= Excerpt provided =
==================================================
# JL vs. AW vs. DASH armatures???



## mikeponiatowski (Jan 24, 2006)

Hi all,

I am not a racer but I have always liked using JL armatures for inexpensive good performing replacements for Aurora T-Jet armatures, especially when also upgrading the magnets. Obviously, they are getting very rare and options are now AutoWorld and Dash armatures. I have seen threads here on Dash 2 - 3 lam armature performance, but how do they compare with AutoWorld and JL? Also, are AutoWorld the same as the old JL armatures? All seem to be in the same $5.00 - $7.00 price range.


----------



## slotcarman12078 (Oct 3, 2008)

IMHO, the Dash arms are better than AW, JL and Aurora arms. Dan used much higher quality materials for his arm shaft, has a much better arm mounting method which yields a flatter, more level com plate, and his are much higher consistency in terms of Ohms. A level com equals better running!

As far as performance, I find the 3 lam Dash is better than the JL/AW arms as far as power produced. I personally don't see much difference between JL and AW arms. I have yet to try the Dash 2 lam arm, but my guess is it'll be right up there with a "better of the lot" Aurora arm.


----------



## Rich Dumas (Sep 3, 2008)

JL and AW arms should be the same. The original company was Playing Mantis, which also did diecast cars and reissued some old Aurora model kits. Playing Mantis was sold to a company that mostly does diecast cars and after a few years the original owner bought back the slot car part of the business and started a new company called Round 2. Round 2 licenses the Auto World name.
I have a lot of experience with Aurora, JL/AW and Dash cars. I have written articles on tuning Aurora T-Jets and JL/AW ThunderJet 500s. An article on Dash cars is in the works.
==================================================
= Dataset excerpts =
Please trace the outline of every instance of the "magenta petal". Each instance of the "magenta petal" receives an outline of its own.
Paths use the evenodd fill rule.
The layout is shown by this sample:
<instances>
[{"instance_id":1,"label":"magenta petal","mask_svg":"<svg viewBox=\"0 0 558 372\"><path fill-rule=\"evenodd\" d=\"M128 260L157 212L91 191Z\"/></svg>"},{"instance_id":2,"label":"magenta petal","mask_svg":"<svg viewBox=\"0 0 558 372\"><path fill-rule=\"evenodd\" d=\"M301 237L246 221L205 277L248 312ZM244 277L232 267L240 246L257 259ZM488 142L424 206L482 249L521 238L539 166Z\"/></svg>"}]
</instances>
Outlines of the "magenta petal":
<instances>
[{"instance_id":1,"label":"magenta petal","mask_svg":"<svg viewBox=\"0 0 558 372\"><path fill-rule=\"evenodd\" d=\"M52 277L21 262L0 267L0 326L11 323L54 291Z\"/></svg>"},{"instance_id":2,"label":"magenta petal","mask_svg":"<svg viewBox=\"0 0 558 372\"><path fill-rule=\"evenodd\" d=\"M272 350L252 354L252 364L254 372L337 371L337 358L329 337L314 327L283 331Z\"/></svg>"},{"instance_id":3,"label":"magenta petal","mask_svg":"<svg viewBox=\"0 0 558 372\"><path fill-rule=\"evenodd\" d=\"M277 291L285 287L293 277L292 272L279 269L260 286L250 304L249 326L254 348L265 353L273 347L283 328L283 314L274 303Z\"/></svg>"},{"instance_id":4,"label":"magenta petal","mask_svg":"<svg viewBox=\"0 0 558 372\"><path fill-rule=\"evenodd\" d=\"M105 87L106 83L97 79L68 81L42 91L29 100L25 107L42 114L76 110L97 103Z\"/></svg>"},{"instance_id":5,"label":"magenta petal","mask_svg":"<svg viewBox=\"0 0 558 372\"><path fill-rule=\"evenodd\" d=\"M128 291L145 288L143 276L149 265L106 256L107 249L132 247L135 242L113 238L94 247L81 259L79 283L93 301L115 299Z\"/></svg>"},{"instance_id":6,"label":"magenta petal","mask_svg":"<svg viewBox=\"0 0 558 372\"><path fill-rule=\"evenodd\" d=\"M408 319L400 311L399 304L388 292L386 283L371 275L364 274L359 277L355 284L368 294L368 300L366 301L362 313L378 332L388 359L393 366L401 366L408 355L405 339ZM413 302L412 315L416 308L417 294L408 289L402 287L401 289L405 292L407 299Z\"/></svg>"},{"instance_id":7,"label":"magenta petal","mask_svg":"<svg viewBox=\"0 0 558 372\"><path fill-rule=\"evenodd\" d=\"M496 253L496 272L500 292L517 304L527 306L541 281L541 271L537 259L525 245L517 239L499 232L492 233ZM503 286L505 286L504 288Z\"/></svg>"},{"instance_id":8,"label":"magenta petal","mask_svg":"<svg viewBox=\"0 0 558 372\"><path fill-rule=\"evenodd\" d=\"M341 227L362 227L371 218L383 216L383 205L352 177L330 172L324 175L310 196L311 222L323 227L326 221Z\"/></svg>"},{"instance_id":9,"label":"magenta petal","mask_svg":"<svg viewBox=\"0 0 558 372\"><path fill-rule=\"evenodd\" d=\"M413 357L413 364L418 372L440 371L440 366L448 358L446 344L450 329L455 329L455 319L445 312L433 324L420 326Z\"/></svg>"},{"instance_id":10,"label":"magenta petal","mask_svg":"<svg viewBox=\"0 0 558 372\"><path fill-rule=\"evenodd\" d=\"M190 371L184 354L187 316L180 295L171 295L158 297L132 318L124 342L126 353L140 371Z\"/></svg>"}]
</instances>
==================================================
= Stated exercise 1 =
Reproduce the part of the armature thread starting with "IMHO, the Dash" and going on through "(Sep 3, 2008)".
= Stated exercise 2 =
Name every user who posted in the armature thread.

= Task result 1 =
IMHO, the Dash arms are better than AW, JL and Aurora arms. Dan used much higher quality materials for his arm shaft, has a much better arm mounting method which yields a flatter, more level com plate, and his are much higher consistency in terms of Ohms. A level com equals better running!

As far as performance, I find the 3 lam Dash is better than the JL/AW arms as far as power produced. I personally don't see much difference between JL and AW arms. I have yet to try the Dash 2 lam arm, but my guess is it'll be right up there with a "better of the lot" Aurora arm.


----------



## Rich Dumas (Sep 3, 2008)

= Task result 2 =
mikeponiatowski
slotcarman12078
Rich Dumas